Given records Start Marker
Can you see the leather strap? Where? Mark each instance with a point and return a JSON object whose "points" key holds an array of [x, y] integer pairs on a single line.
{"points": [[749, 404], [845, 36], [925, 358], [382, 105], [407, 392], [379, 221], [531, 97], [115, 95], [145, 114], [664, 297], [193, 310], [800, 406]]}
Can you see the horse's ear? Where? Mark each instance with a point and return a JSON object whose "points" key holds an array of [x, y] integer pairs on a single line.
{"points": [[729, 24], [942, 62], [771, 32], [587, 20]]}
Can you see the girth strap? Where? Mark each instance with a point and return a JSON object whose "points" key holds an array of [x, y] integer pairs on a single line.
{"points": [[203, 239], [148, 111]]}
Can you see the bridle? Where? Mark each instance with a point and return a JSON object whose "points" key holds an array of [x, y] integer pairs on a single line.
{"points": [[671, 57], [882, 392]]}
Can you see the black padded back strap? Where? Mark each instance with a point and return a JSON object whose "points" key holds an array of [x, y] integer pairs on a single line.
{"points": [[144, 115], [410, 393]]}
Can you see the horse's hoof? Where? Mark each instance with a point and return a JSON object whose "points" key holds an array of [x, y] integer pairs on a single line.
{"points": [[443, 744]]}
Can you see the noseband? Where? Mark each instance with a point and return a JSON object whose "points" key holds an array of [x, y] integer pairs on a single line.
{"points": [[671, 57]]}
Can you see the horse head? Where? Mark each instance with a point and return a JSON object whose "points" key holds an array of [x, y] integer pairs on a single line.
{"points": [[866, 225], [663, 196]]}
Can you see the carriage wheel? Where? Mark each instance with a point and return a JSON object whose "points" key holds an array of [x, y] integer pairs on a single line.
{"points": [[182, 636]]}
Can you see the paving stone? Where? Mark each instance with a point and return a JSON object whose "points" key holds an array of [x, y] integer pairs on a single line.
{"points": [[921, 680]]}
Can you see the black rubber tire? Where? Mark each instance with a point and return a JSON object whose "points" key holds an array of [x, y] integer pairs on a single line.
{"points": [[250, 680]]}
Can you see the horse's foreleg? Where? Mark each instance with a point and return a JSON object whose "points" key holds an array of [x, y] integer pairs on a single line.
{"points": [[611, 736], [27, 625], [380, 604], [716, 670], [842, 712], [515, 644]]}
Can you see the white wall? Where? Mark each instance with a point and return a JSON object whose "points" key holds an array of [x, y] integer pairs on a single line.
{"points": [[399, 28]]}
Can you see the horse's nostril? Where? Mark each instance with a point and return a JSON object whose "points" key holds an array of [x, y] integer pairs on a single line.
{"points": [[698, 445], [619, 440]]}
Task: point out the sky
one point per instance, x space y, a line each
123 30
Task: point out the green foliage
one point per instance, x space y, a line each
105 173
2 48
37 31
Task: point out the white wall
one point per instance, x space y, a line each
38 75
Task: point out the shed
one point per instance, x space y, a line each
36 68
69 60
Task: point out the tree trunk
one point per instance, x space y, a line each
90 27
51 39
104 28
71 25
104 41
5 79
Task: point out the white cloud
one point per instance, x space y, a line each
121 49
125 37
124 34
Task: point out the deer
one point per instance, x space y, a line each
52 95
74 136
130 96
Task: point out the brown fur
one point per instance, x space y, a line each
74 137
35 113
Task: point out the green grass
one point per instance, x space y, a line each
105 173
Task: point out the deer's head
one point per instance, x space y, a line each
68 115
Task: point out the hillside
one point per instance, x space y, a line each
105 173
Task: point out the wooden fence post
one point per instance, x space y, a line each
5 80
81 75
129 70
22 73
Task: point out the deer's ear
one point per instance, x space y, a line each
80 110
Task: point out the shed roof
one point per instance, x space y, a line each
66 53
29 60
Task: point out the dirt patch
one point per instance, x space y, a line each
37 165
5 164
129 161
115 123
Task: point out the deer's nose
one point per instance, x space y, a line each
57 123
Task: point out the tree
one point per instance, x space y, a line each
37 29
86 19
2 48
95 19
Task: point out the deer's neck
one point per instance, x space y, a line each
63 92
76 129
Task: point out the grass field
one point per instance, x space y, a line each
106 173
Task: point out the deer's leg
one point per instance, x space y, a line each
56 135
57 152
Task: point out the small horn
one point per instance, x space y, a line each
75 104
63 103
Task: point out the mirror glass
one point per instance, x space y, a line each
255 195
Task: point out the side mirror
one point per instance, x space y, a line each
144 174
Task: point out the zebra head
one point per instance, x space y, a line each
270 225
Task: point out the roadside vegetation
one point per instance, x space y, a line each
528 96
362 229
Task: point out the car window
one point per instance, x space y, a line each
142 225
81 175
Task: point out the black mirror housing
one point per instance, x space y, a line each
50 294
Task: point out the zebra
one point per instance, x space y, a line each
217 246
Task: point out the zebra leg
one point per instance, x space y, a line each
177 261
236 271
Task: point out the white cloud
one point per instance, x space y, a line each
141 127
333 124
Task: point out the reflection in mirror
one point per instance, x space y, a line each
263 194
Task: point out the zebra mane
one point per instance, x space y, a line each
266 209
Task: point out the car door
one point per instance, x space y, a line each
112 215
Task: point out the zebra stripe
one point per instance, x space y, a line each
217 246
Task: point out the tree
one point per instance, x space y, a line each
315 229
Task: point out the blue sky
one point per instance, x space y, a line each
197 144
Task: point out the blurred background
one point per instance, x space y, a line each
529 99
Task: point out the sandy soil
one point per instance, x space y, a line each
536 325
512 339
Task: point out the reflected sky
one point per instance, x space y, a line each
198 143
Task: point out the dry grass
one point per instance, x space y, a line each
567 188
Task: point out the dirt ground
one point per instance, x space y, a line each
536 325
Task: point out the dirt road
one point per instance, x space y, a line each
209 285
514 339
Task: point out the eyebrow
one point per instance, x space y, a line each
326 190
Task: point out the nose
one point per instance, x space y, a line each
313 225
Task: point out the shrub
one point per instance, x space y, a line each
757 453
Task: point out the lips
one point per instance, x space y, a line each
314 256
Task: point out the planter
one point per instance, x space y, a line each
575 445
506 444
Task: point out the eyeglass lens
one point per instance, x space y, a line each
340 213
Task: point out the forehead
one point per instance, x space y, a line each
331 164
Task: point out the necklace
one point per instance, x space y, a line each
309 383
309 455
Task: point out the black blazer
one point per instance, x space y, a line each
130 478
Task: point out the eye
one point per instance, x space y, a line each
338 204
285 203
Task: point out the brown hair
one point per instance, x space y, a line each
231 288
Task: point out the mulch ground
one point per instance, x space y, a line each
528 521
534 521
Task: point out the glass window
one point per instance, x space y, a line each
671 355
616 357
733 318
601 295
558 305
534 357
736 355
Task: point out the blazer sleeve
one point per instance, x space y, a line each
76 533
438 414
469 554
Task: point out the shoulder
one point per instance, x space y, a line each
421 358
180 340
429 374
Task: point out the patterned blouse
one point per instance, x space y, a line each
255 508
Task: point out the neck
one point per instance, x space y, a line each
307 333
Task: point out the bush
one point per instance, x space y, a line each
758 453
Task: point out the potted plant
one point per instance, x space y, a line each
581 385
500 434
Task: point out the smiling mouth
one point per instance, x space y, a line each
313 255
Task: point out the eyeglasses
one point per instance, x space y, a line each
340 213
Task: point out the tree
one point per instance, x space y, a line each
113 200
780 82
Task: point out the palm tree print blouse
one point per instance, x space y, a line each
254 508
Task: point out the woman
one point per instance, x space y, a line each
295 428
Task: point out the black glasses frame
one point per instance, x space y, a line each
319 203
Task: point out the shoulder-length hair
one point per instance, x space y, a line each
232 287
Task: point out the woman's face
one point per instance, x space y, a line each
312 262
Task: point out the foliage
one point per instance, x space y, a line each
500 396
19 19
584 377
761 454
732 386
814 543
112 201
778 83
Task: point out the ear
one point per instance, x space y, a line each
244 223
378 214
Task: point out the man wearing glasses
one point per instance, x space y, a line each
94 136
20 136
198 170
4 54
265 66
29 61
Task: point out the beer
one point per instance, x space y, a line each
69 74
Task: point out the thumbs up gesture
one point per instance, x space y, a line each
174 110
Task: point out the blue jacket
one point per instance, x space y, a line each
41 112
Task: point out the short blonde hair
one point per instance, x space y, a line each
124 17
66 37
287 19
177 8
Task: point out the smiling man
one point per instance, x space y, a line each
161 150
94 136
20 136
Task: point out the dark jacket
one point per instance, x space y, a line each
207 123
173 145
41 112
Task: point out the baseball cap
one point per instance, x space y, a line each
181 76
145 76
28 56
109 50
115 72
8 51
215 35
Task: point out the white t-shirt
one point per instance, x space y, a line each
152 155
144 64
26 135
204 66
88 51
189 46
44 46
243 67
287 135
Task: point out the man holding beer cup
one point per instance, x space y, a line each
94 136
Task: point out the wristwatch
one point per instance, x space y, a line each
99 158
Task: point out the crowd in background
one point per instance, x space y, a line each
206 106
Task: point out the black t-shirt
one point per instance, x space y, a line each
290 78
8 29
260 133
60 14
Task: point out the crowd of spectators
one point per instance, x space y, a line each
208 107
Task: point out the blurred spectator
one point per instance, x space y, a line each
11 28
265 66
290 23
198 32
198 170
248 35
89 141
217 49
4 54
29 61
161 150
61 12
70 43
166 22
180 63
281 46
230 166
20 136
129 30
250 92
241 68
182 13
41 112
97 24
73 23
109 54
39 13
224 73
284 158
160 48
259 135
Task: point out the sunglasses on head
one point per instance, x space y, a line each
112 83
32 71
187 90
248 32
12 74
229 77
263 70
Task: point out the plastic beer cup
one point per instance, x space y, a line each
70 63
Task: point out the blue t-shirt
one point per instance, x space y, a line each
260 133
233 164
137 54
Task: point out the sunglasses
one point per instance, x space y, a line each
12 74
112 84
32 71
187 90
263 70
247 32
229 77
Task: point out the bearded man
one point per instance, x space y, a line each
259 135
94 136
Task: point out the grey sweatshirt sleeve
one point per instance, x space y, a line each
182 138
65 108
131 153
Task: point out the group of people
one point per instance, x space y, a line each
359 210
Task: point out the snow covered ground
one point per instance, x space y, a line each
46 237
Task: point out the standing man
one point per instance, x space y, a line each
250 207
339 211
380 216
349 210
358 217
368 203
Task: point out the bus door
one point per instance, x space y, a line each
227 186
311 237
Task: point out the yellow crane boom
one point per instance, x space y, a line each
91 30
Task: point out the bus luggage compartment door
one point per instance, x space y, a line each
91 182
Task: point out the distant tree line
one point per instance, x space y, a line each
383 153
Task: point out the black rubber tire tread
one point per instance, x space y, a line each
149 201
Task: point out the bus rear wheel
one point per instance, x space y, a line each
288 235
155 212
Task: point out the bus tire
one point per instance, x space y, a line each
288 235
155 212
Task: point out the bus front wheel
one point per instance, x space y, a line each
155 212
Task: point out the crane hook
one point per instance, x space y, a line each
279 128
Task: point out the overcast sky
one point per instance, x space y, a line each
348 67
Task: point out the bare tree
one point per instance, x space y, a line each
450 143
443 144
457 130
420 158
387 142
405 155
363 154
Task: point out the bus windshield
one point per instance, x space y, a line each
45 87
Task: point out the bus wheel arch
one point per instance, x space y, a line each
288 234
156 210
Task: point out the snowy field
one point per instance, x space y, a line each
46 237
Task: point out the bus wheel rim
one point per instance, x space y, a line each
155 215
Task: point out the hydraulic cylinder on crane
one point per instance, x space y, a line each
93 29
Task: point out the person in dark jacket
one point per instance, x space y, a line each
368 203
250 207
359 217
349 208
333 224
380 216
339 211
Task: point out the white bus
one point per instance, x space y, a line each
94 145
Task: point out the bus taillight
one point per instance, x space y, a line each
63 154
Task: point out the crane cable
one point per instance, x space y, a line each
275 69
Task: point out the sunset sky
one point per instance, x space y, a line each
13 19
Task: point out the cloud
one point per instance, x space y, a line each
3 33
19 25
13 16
Given records End Marker
Check the entries above for the word "zebra" and copy every line where it turns up.

▶ [Solution for this task]:
Task: point out the zebra head
Task: point out the zebra
Task: point out the zebra leg
Task: point out the zebra mane
Task: point out the zebra stripe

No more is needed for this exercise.